It was a gray, windy fall afternoon in Section 60 of Arlington National Cemetery, where I spent part of my Tuesday after a meeting in Washington. While paying respects to several heroes I have had the honor of writing about on this blog, my emotions were all over the place. As someone who hasn't served in the military, walking among the spirits of my protectors made me question whether I've given all I can to my country. I also felt a strange mixture of grief, pride, resolve, and even panic. Are the greatest men and women of my generation getting the credit they deserve outside this cemetery's walls?
Please join me in looking back at the stories of five post-9/11 heroes resting peacefully at Arlington National Cemetery. Visiting their graves was a solemn, poignant experience that I will always cherish.

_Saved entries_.
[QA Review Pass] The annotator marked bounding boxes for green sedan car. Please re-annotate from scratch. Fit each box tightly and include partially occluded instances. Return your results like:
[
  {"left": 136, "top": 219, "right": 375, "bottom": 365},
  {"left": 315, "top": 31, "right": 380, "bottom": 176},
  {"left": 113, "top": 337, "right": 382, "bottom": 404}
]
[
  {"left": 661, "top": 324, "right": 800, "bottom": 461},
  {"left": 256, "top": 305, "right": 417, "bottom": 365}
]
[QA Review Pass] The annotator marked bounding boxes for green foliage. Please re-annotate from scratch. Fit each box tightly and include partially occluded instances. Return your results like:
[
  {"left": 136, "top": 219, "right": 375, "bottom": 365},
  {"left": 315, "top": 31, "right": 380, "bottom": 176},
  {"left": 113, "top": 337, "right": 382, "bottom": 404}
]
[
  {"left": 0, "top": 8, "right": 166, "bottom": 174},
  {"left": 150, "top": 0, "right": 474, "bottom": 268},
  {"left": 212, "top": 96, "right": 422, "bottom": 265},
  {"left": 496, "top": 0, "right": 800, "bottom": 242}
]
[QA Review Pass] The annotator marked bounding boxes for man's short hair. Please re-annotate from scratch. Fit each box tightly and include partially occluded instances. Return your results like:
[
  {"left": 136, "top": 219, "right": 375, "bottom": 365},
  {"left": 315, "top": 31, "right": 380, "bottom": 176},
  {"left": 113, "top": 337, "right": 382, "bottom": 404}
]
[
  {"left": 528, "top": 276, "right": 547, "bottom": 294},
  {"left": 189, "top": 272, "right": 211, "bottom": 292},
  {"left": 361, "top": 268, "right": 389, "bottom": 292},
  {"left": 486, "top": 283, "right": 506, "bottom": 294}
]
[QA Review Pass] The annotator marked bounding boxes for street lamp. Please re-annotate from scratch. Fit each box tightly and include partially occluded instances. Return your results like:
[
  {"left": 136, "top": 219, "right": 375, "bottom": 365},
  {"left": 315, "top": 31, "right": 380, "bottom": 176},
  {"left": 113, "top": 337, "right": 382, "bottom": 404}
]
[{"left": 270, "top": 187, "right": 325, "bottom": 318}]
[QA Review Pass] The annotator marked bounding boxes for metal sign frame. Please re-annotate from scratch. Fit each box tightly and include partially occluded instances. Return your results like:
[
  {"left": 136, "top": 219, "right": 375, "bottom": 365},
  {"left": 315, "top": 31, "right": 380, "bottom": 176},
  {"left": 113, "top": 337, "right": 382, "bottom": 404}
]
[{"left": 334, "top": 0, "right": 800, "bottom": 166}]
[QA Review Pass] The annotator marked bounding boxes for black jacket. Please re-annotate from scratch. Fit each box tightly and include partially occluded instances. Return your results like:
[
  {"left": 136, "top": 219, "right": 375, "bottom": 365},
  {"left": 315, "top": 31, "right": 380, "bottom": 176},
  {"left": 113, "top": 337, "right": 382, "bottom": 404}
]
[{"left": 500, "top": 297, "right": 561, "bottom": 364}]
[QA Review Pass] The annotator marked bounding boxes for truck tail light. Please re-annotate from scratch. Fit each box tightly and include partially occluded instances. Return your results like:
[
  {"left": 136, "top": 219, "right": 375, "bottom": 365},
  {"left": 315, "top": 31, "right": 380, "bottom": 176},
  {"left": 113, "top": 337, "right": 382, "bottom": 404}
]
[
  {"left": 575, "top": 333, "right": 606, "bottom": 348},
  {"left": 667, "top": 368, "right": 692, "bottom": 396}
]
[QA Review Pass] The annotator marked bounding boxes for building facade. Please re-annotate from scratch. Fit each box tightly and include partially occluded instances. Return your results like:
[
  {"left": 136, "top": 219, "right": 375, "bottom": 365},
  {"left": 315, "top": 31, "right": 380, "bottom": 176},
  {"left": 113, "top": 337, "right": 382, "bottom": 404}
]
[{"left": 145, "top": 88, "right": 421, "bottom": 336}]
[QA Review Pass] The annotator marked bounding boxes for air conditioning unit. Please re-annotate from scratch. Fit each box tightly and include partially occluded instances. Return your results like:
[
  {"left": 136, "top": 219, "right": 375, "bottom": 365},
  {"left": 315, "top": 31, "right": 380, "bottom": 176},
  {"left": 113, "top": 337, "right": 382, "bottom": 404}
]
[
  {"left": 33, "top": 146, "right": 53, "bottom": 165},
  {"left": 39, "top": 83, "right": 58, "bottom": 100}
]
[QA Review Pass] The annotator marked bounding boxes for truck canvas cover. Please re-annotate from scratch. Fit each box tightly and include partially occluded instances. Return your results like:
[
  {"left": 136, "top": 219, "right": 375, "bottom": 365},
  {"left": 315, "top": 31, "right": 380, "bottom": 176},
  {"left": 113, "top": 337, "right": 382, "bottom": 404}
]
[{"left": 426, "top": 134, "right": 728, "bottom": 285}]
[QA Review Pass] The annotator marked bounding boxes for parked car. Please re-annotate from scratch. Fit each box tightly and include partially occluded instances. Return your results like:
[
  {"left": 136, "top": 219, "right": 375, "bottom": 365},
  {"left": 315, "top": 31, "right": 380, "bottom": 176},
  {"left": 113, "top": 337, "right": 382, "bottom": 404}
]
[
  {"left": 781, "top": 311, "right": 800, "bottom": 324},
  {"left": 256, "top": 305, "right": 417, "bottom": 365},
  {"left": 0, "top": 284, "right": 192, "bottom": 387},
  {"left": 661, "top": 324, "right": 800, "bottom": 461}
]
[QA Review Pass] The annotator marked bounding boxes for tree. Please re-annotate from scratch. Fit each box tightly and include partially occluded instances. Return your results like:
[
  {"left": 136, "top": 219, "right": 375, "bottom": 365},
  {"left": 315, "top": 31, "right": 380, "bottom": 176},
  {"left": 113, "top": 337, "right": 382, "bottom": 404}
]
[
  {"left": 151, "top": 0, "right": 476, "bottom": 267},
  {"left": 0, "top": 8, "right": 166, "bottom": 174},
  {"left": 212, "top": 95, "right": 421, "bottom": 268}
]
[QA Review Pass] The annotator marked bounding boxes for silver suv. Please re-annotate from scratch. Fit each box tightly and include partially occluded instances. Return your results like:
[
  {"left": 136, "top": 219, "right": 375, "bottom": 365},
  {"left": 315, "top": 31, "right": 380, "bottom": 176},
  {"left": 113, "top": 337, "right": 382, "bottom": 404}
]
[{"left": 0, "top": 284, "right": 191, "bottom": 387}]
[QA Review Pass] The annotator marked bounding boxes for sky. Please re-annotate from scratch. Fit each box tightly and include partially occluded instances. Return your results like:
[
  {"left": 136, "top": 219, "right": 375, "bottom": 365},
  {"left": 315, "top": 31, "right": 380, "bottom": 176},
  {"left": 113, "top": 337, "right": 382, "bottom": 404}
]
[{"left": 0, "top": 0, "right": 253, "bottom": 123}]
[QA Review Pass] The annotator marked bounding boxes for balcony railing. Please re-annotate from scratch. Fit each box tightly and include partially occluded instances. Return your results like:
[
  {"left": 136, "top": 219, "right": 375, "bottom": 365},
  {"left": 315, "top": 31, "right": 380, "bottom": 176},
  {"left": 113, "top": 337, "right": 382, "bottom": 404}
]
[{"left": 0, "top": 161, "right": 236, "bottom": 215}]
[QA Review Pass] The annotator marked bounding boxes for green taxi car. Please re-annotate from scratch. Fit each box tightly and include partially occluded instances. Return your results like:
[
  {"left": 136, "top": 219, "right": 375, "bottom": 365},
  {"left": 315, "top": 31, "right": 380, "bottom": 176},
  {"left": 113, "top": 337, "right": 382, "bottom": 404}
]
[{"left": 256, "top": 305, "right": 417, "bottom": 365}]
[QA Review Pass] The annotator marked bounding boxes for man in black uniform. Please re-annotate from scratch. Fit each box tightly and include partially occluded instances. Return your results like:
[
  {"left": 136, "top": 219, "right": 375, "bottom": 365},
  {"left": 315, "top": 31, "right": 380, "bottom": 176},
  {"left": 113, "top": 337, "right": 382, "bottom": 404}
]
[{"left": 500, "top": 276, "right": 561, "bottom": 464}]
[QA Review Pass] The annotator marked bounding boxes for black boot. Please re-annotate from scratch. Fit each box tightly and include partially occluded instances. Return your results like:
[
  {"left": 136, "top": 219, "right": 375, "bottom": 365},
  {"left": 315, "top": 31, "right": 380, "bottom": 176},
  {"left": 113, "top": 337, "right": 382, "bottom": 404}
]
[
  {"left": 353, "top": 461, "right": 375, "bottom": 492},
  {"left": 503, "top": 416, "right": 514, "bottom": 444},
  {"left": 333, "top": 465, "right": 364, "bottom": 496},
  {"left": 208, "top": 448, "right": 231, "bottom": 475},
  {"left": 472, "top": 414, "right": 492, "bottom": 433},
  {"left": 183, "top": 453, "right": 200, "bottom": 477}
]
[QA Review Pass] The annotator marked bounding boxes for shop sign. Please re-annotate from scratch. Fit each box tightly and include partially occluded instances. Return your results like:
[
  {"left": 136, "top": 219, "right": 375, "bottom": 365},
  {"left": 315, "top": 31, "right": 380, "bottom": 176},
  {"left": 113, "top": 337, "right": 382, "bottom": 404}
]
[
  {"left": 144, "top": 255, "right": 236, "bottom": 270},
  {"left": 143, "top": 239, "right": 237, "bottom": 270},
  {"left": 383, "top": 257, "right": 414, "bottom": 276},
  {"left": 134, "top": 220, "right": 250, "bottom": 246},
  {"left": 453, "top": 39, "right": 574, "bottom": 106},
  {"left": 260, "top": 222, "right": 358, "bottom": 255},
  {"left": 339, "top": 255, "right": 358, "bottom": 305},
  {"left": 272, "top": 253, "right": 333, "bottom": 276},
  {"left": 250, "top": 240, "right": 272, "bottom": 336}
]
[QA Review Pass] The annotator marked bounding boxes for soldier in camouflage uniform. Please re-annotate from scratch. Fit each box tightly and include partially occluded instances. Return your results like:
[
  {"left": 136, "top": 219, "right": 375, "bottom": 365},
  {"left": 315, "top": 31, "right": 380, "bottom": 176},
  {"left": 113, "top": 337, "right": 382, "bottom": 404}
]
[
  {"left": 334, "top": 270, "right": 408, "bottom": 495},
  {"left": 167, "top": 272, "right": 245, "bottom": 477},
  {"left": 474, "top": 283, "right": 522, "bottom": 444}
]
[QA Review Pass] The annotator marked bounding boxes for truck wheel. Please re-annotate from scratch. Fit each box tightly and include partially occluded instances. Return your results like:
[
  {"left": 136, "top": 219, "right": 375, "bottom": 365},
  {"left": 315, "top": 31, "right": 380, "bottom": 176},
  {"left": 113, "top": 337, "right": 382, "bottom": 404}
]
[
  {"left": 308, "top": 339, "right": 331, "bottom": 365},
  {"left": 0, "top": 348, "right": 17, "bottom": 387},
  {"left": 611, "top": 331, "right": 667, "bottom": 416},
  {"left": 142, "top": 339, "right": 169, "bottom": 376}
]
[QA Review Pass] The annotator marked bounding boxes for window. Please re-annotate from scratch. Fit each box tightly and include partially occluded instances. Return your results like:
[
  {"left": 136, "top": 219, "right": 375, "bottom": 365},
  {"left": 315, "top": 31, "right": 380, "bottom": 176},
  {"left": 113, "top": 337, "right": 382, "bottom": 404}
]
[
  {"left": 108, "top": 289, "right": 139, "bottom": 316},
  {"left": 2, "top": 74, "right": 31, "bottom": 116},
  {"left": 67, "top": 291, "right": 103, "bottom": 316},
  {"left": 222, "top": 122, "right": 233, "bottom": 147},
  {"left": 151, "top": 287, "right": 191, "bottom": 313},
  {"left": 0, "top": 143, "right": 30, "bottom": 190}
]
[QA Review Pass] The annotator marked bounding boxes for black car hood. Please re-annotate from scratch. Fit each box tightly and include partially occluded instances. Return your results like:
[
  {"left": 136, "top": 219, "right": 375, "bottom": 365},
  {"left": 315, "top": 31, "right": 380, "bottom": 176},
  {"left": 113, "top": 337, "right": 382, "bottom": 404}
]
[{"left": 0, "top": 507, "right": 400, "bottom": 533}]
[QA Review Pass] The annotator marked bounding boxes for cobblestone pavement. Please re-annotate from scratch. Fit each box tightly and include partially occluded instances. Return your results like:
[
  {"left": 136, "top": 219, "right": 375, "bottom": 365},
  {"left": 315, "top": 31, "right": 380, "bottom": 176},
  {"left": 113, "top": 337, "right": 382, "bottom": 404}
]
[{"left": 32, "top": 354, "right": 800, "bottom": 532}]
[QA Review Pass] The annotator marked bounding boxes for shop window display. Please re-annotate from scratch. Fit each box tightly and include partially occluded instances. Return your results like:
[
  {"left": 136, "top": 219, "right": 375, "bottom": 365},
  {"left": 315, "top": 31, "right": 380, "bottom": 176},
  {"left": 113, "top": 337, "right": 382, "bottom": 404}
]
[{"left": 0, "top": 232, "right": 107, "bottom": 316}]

_COMPLETE THE FOLLOWING_.
**1)** Print the passage of the Arlington National Cemetery post from "Please join me" up to and including "will always cherish.".
**2)** Answer these questions using the Arlington National Cemetery post:
(a) In which section of the cemetery did the writer spend the afternoon?
(b) On what day of the week did the visit take place?
(c) How many post-9/11 heroes does the writer invite readers to look back at?
**3)** Write the next part of the Arlington National Cemetery post, picking up after its final sentence.

_RESULTS_.
**1)**
Please join me in looking back at the stories of five post-9/11 heroes resting peacefully at Arlington National Cemetery. Visiting their graves was a solemn, poignant experience that I will always cherish.

**2)**
(a) Section 60
(b) Tuesday
(c) Five

**3)**
1st Lt. Scott Fleming, 24, made the ultimate sacrifice on September 17 while protecting Afghanistan's parliamentary election. He was a young man who took 9/11 personally as he watched the attacks on television from his high school classroom. The future Marine, who was known and respected for the grit he displayed on the basketball court, vowed to step up and fight so future generations wouldn't have to. And that's exactly what he did.
On October 11, I sat in his high school auditorium, learning about 1st Lt. Fleming from some of the people he touched in life. Just over two weeks later, I bowed my head at the volunteer warrior's grave. While his place of rest is currently marked with a temporary sign, the place this fallen Marine has in my heart is permanent. He was from my community in Georgia, and risked his life so others could vote. When I cast my ballot in next week's mid-term elections, what 1st Lt. Scott Fleming died for will be in the forefront of my mind.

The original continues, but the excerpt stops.